** SUPPLIED DATA **
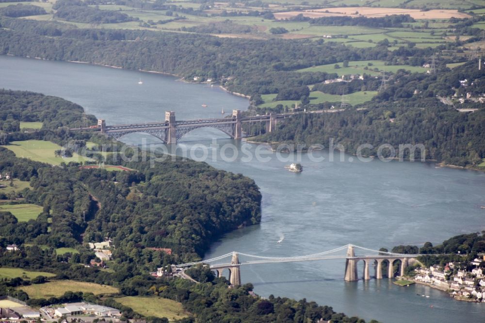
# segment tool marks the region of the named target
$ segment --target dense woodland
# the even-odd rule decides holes
[[[361,60],[408,64],[408,57],[426,57],[434,52],[431,48],[402,48],[392,53],[387,50],[390,46],[388,42],[375,48],[355,48],[335,43],[309,43],[305,40],[81,29],[55,22],[19,21],[6,17],[0,17],[0,25],[10,30],[0,34],[0,54],[159,71],[189,80],[194,76],[203,81],[224,79],[223,84],[228,89],[248,95],[291,91],[335,76],[295,71],[299,68]],[[222,23],[206,28],[214,29],[213,31],[218,32],[242,27]],[[247,30],[244,27],[242,32]]]
[[[83,135],[73,136],[64,128],[79,124],[84,115],[79,106],[27,92],[4,90],[1,97],[0,110],[7,112],[2,118],[45,122],[42,129],[35,131],[35,138],[42,139],[48,134],[61,144],[84,141],[80,139]],[[16,135],[18,133],[16,129],[12,131],[7,134],[7,140],[27,135]],[[96,136],[89,139],[101,142]],[[81,169],[74,163],[52,167],[18,158],[0,148],[0,172],[30,181],[30,188],[0,197],[7,203],[18,203],[16,199],[23,198],[24,202],[44,209],[37,219],[27,222],[18,222],[9,212],[0,212],[0,246],[16,243],[21,249],[0,249],[0,266],[40,269],[57,274],[51,280],[111,285],[120,289],[119,294],[95,296],[92,293],[67,292],[48,299],[29,298],[22,286],[43,283],[48,280],[43,276],[32,280],[2,280],[0,294],[8,292],[35,307],[84,300],[118,308],[126,318],[141,316],[118,303],[117,296],[159,296],[181,302],[192,313],[193,316],[180,321],[184,323],[305,323],[322,318],[333,322],[363,323],[363,320],[305,299],[297,302],[273,296],[262,299],[251,292],[251,284],[228,288],[225,278],[215,279],[205,267],[192,270],[191,274],[201,282],[199,284],[148,275],[157,267],[200,259],[210,242],[222,234],[258,223],[261,195],[252,180],[204,163],[167,160],[154,167],[149,161],[124,162],[117,152],[112,152],[107,162],[136,170]],[[110,264],[111,271],[86,267],[95,256],[83,242],[102,241],[107,237],[115,246],[115,260]],[[79,253],[56,255],[55,248],[64,246],[74,247]],[[152,247],[170,248],[173,253],[149,249]],[[168,322],[165,318],[147,318],[154,323]]]
[[[349,153],[355,153],[361,144],[370,144],[374,148],[365,153],[374,156],[377,147],[384,144],[395,147],[398,155],[400,144],[422,144],[427,160],[476,166],[485,158],[483,105],[470,103],[470,107],[481,109],[464,113],[443,104],[436,96],[453,94],[454,87],[459,89],[458,93],[485,92],[485,71],[478,70],[477,63],[470,62],[437,75],[398,74],[373,101],[356,106],[365,110],[301,113],[278,124],[275,131],[256,140],[328,146],[333,138]],[[467,78],[474,80],[473,85],[460,88],[459,80]],[[415,94],[416,90],[419,93]],[[409,158],[409,153],[408,150],[404,152],[405,158]]]

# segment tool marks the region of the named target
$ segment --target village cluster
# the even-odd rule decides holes
[[[475,258],[469,263],[475,266],[469,271],[458,269],[463,268],[461,262],[450,262],[444,267],[434,265],[417,268],[414,280],[449,291],[457,299],[485,303],[485,269],[480,267],[485,254],[479,256],[483,258]]]

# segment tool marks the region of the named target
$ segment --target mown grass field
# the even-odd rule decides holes
[[[54,152],[60,149],[61,146],[49,141],[42,140],[26,140],[13,141],[11,145],[1,146],[12,150],[17,157],[28,158],[36,162],[46,162],[52,165],[60,165],[64,162],[67,163],[70,162],[80,162],[91,161],[74,154],[72,157],[62,158],[56,157]]]
[[[30,187],[30,182],[20,180],[17,178],[14,178],[12,183],[14,186],[11,186],[10,181],[0,180],[0,184],[5,186],[5,187],[0,188],[0,193],[8,194],[11,192],[18,192],[22,191],[24,188]]]
[[[69,291],[92,292],[95,295],[116,294],[119,292],[117,288],[112,286],[74,280],[57,280],[29,286],[21,286],[17,289],[23,290],[31,298],[58,297]]]
[[[372,100],[372,98],[375,96],[377,94],[377,91],[375,91],[354,92],[345,96],[345,102],[351,105],[363,103]],[[261,108],[275,108],[278,104],[281,104],[284,107],[287,106],[289,108],[291,108],[295,104],[295,101],[292,100],[273,101],[276,97],[276,94],[265,94],[261,96],[264,103],[258,106]],[[308,98],[310,99],[310,103],[313,104],[318,104],[325,102],[340,102],[342,100],[341,96],[328,94],[319,91],[310,92]],[[301,103],[299,101],[296,101],[296,102],[299,104]]]
[[[183,310],[181,303],[166,298],[127,296],[116,300],[145,316],[166,317],[173,321],[187,317],[189,314]]]
[[[41,128],[42,128],[42,122],[20,121],[20,129],[40,129]]]
[[[74,248],[58,248],[56,249],[56,254],[57,255],[64,255],[68,252],[71,254],[79,253],[79,252]]]
[[[13,204],[0,205],[0,211],[10,212],[19,222],[35,220],[42,212],[42,207],[34,204]]]
[[[2,267],[0,268],[0,278],[13,278],[16,277],[27,277],[32,279],[37,276],[44,277],[54,277],[55,274],[46,273],[45,272],[31,272],[22,268],[9,268]]]
[[[349,62],[348,67],[343,67],[343,62],[337,63],[340,66],[340,68],[336,68],[335,64],[327,64],[318,66],[303,68],[297,70],[297,72],[326,72],[327,73],[336,73],[338,75],[348,75],[350,74],[360,74],[364,73],[371,75],[377,76],[379,75],[379,71],[373,70],[377,68],[378,71],[384,70],[386,72],[395,73],[398,70],[404,69],[411,72],[424,73],[426,69],[421,66],[409,66],[409,65],[386,65],[383,61],[353,61]],[[369,66],[369,64],[372,64]],[[368,69],[365,69],[367,67]]]

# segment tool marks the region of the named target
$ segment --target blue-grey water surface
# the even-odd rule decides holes
[[[142,85],[137,84],[140,78]],[[175,111],[178,119],[216,117],[223,108],[228,112],[248,106],[247,99],[217,87],[176,80],[85,64],[0,56],[0,88],[64,97],[106,119],[108,124],[162,120],[168,110]],[[208,106],[203,108],[203,104]],[[137,144],[142,137],[123,140]],[[295,174],[284,168],[293,154],[282,155],[288,161],[279,161],[272,153],[265,155],[270,157],[268,162],[243,162],[242,145],[248,145],[245,148],[253,154],[257,145],[235,142],[213,129],[188,134],[178,147],[209,146],[212,138],[218,138],[220,145],[234,143],[239,147],[235,161],[208,162],[255,179],[263,195],[262,219],[260,225],[226,235],[213,244],[207,258],[233,250],[298,256],[349,243],[390,249],[400,244],[439,243],[485,227],[485,210],[480,208],[485,205],[482,173],[436,167],[431,163],[362,162],[355,158],[350,162],[350,155],[346,155],[345,162],[330,162],[328,153],[322,151],[314,155],[325,157],[323,162],[312,162],[303,154],[304,171]],[[445,292],[422,285],[400,287],[387,279],[346,283],[344,265],[343,260],[254,265],[243,267],[242,276],[243,283],[252,282],[262,296],[305,298],[366,320],[485,321],[485,304],[454,301]]]

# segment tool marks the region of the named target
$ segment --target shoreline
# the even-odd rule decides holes
[[[13,55],[12,54],[9,54],[9,53],[5,54],[5,55],[7,56],[12,56],[13,57],[20,57],[20,58],[29,58],[29,59],[31,59],[40,60],[42,60],[42,61],[49,61],[49,62],[56,62],[56,61],[53,61],[53,60],[48,60],[48,59],[46,59],[46,58],[42,58],[41,57],[30,57],[29,56],[18,56],[15,55]],[[123,70],[127,70],[127,71],[138,71],[139,72],[144,72],[144,73],[153,73],[153,74],[161,74],[162,75],[166,75],[166,76],[173,76],[173,77],[176,77],[176,78],[179,78],[178,80],[176,80],[176,81],[184,82],[185,83],[190,83],[190,84],[196,84],[195,83],[194,83],[193,82],[189,82],[188,81],[185,81],[185,80],[184,80],[184,78],[183,77],[180,77],[179,75],[177,75],[177,74],[171,74],[170,73],[165,73],[164,72],[159,72],[158,71],[152,71],[152,70],[150,70],[143,69],[141,69],[141,68],[139,68],[138,69],[129,69],[129,68],[125,68],[124,67],[123,67],[123,66],[115,66],[114,65],[108,65],[107,64],[101,64],[101,63],[91,63],[91,62],[84,62],[83,61],[71,61],[71,60],[66,60],[65,61],[58,61],[58,62],[67,62],[67,63],[76,63],[77,64],[88,64],[88,65],[96,65],[96,66],[104,66],[105,67],[110,67],[111,68],[116,68],[117,69],[123,69]],[[202,83],[203,83],[203,82],[202,82]],[[209,84],[209,83],[207,83],[207,84]],[[219,85],[218,86],[219,86],[219,87],[220,87],[221,89],[222,89],[223,90],[224,90],[225,92],[227,92],[228,93],[229,93],[230,94],[232,94],[232,95],[236,96],[236,97],[244,97],[244,98],[247,98],[248,99],[249,99],[251,98],[251,97],[250,96],[247,96],[247,95],[246,95],[245,94],[242,94],[242,93],[238,93],[237,92],[231,92],[231,91],[227,90],[226,88],[225,87],[224,87],[222,85]]]
[[[448,294],[448,295],[450,296],[450,298],[453,298],[453,299],[456,301],[461,301],[461,302],[468,302],[469,303],[482,303],[481,302],[477,302],[475,299],[471,299],[469,298],[463,298],[462,297],[454,297],[451,294],[451,293],[449,291],[450,290],[449,290],[447,288],[445,288],[444,287],[440,287],[439,286],[437,286],[436,285],[433,285],[433,284],[430,284],[429,283],[425,283],[424,282],[416,280],[414,278],[410,278],[410,280],[412,281],[414,281],[416,284],[422,285],[425,286],[428,286],[428,287],[430,287],[431,288],[432,288],[433,289],[437,290],[438,291],[443,291]]]

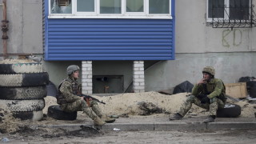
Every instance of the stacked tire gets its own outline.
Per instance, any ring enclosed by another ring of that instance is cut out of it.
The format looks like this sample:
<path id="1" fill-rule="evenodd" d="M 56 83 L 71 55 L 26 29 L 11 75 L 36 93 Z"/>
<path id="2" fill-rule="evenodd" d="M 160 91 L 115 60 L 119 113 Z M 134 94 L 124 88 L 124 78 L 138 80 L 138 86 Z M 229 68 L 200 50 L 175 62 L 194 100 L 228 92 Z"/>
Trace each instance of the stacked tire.
<path id="1" fill-rule="evenodd" d="M 49 75 L 30 60 L 0 61 L 0 106 L 22 120 L 41 120 Z"/>

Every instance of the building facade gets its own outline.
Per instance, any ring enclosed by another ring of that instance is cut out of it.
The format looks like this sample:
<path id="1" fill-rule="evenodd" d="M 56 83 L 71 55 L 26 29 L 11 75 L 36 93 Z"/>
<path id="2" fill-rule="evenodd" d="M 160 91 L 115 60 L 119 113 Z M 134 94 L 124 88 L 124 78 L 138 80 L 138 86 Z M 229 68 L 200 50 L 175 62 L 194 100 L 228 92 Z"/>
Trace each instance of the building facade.
<path id="1" fill-rule="evenodd" d="M 42 57 L 55 85 L 78 65 L 88 94 L 194 83 L 206 66 L 225 83 L 256 75 L 254 0 L 102 2 L 8 0 L 8 57 Z"/>

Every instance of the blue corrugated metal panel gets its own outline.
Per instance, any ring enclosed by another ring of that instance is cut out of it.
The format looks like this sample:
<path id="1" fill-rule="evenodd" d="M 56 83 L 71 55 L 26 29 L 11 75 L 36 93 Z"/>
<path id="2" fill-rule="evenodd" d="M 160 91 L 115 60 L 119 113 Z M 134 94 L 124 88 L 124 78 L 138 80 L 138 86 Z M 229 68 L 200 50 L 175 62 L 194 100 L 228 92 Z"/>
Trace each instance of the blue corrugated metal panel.
<path id="1" fill-rule="evenodd" d="M 47 18 L 45 60 L 171 60 L 175 58 L 173 19 Z"/>
<path id="2" fill-rule="evenodd" d="M 174 59 L 171 19 L 48 19 L 46 60 Z"/>

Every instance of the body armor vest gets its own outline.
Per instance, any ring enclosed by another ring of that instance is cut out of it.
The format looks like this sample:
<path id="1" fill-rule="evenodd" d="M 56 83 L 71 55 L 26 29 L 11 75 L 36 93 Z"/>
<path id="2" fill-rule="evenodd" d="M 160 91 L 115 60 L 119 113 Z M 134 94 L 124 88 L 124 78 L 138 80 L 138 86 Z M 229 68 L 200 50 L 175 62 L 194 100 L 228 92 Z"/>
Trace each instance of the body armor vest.
<path id="1" fill-rule="evenodd" d="M 64 95 L 60 91 L 60 87 L 62 86 L 62 83 L 65 81 L 69 82 L 72 85 L 72 94 L 74 94 L 74 95 L 80 95 L 81 94 L 81 92 L 80 92 L 81 90 L 80 90 L 79 85 L 78 85 L 78 82 L 71 80 L 70 78 L 66 78 L 58 86 L 58 95 L 56 96 L 56 98 L 57 98 L 57 103 L 59 105 L 68 103 L 68 102 L 65 99 Z"/>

** WRITTEN REQUEST **
How many lines in the items contain the string "corrugated"? Case counts; reply with the number alone.

** RESULT OF THIS TASK **
2